### Problem details
Identify every line of the material below that contains the string "dormer" and copy each such line out in full. Case counts.

### Records supplied
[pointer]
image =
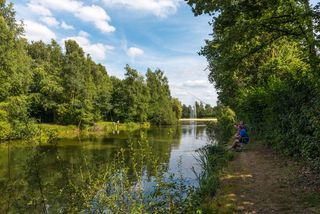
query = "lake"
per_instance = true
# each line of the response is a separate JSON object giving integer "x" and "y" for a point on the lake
{"x": 45, "y": 178}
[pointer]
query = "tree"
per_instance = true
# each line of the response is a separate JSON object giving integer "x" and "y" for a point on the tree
{"x": 15, "y": 76}
{"x": 264, "y": 61}
{"x": 161, "y": 111}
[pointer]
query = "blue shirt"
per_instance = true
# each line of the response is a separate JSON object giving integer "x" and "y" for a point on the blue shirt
{"x": 243, "y": 133}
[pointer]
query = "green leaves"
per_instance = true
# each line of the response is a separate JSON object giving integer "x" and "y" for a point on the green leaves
{"x": 264, "y": 61}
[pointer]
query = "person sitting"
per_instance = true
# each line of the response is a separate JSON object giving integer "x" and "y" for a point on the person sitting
{"x": 241, "y": 137}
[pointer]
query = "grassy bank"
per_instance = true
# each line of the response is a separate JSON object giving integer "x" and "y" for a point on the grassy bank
{"x": 260, "y": 180}
{"x": 100, "y": 128}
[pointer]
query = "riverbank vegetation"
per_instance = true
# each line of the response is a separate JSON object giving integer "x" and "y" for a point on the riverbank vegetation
{"x": 264, "y": 61}
{"x": 199, "y": 110}
{"x": 47, "y": 83}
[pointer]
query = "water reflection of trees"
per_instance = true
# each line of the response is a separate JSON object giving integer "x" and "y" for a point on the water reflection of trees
{"x": 55, "y": 178}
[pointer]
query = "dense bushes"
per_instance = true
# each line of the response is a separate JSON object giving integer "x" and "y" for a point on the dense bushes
{"x": 264, "y": 61}
{"x": 42, "y": 83}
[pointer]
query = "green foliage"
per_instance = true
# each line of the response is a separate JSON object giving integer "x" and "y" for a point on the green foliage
{"x": 264, "y": 61}
{"x": 53, "y": 86}
{"x": 223, "y": 129}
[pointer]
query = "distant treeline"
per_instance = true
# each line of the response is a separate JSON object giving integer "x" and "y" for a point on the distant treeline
{"x": 42, "y": 83}
{"x": 264, "y": 60}
{"x": 202, "y": 110}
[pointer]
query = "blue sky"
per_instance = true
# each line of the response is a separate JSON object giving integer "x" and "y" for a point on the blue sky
{"x": 142, "y": 33}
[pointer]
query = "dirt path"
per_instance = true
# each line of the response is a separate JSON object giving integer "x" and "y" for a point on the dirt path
{"x": 260, "y": 181}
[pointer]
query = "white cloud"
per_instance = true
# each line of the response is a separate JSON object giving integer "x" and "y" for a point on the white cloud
{"x": 93, "y": 14}
{"x": 36, "y": 31}
{"x": 39, "y": 9}
{"x": 66, "y": 26}
{"x": 96, "y": 15}
{"x": 97, "y": 50}
{"x": 196, "y": 84}
{"x": 161, "y": 8}
{"x": 50, "y": 21}
{"x": 134, "y": 52}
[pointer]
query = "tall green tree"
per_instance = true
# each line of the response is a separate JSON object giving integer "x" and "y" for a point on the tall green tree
{"x": 15, "y": 76}
{"x": 161, "y": 111}
{"x": 264, "y": 61}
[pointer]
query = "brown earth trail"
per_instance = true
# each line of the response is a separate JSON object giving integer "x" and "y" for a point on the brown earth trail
{"x": 259, "y": 180}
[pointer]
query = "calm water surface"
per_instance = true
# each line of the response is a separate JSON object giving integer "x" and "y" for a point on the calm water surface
{"x": 30, "y": 175}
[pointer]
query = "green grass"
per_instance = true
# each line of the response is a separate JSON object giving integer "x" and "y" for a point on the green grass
{"x": 99, "y": 128}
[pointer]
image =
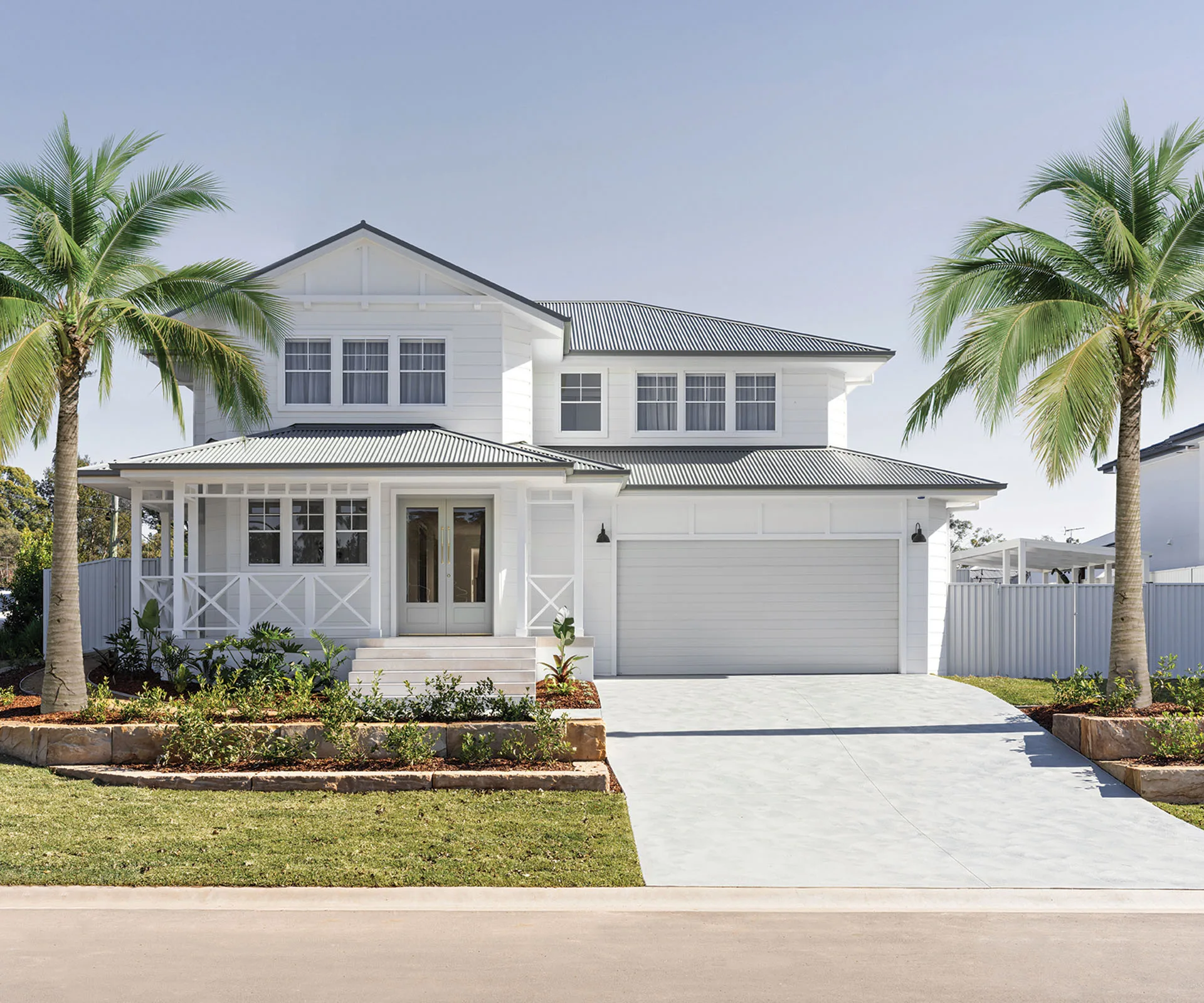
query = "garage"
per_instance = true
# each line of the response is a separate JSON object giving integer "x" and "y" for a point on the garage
{"x": 748, "y": 606}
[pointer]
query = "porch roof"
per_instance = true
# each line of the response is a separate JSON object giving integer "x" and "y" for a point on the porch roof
{"x": 777, "y": 466}
{"x": 354, "y": 446}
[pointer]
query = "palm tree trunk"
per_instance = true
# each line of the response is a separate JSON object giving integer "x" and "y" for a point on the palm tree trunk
{"x": 64, "y": 686}
{"x": 1129, "y": 659}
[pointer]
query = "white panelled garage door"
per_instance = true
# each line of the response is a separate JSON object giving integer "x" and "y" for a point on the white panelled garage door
{"x": 696, "y": 607}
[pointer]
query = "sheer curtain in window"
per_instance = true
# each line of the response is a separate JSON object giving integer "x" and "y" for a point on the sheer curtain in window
{"x": 657, "y": 402}
{"x": 365, "y": 372}
{"x": 307, "y": 371}
{"x": 423, "y": 372}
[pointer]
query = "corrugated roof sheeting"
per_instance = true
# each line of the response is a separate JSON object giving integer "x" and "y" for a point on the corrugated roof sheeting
{"x": 774, "y": 468}
{"x": 621, "y": 327}
{"x": 351, "y": 446}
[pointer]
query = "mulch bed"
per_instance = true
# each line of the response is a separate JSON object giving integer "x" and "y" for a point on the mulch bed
{"x": 342, "y": 766}
{"x": 1044, "y": 713}
{"x": 584, "y": 696}
{"x": 123, "y": 682}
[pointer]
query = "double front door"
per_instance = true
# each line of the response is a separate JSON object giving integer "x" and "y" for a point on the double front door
{"x": 446, "y": 562}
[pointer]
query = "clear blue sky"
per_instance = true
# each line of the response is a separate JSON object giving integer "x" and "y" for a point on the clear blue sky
{"x": 791, "y": 164}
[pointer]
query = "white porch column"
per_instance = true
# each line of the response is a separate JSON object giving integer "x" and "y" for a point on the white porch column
{"x": 523, "y": 524}
{"x": 177, "y": 559}
{"x": 135, "y": 548}
{"x": 578, "y": 562}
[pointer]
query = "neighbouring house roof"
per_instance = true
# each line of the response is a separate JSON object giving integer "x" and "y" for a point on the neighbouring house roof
{"x": 354, "y": 446}
{"x": 781, "y": 466}
{"x": 626, "y": 328}
{"x": 1175, "y": 443}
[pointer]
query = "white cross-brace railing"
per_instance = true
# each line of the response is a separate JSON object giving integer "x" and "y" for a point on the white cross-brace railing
{"x": 551, "y": 595}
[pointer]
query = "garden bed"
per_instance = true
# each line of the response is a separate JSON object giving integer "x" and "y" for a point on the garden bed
{"x": 583, "y": 698}
{"x": 568, "y": 777}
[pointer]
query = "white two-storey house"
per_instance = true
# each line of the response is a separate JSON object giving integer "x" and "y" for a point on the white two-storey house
{"x": 450, "y": 464}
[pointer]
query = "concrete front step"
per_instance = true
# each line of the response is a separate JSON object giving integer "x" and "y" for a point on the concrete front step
{"x": 446, "y": 654}
{"x": 447, "y": 641}
{"x": 361, "y": 675}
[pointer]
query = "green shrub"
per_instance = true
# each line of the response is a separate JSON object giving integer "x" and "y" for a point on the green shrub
{"x": 1186, "y": 690}
{"x": 100, "y": 699}
{"x": 476, "y": 748}
{"x": 1176, "y": 736}
{"x": 198, "y": 741}
{"x": 150, "y": 705}
{"x": 1082, "y": 686}
{"x": 408, "y": 743}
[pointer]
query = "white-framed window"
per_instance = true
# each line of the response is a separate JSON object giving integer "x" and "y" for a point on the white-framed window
{"x": 309, "y": 532}
{"x": 351, "y": 532}
{"x": 706, "y": 402}
{"x": 423, "y": 371}
{"x": 581, "y": 402}
{"x": 657, "y": 401}
{"x": 264, "y": 532}
{"x": 365, "y": 371}
{"x": 307, "y": 371}
{"x": 756, "y": 396}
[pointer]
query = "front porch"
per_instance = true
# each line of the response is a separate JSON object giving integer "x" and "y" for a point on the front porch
{"x": 356, "y": 560}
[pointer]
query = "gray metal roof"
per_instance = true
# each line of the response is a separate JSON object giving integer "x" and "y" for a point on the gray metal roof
{"x": 625, "y": 328}
{"x": 356, "y": 446}
{"x": 1176, "y": 443}
{"x": 782, "y": 466}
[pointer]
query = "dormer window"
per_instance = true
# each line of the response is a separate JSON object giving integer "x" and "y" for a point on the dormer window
{"x": 581, "y": 402}
{"x": 365, "y": 372}
{"x": 307, "y": 371}
{"x": 657, "y": 402}
{"x": 756, "y": 396}
{"x": 423, "y": 371}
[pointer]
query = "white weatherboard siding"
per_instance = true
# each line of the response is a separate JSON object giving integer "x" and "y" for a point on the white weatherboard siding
{"x": 734, "y": 606}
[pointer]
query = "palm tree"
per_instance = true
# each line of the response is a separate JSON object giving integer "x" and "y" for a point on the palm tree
{"x": 77, "y": 285}
{"x": 1070, "y": 333}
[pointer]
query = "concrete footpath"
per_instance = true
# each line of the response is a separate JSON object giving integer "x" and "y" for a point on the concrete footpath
{"x": 873, "y": 782}
{"x": 150, "y": 945}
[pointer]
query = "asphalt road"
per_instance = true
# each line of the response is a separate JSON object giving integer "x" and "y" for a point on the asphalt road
{"x": 50, "y": 955}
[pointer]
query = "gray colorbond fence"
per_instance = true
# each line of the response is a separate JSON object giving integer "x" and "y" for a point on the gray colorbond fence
{"x": 1038, "y": 630}
{"x": 104, "y": 597}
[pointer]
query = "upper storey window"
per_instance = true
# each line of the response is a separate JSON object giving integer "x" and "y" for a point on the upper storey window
{"x": 307, "y": 371}
{"x": 756, "y": 396}
{"x": 657, "y": 402}
{"x": 581, "y": 402}
{"x": 423, "y": 372}
{"x": 706, "y": 402}
{"x": 365, "y": 372}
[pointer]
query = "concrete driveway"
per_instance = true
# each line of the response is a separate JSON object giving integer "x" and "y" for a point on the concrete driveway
{"x": 873, "y": 782}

### Task output
query = "dormer window"
# each line of the response is a separate JSON object giving integer "x" and "y" for a point on the dormer window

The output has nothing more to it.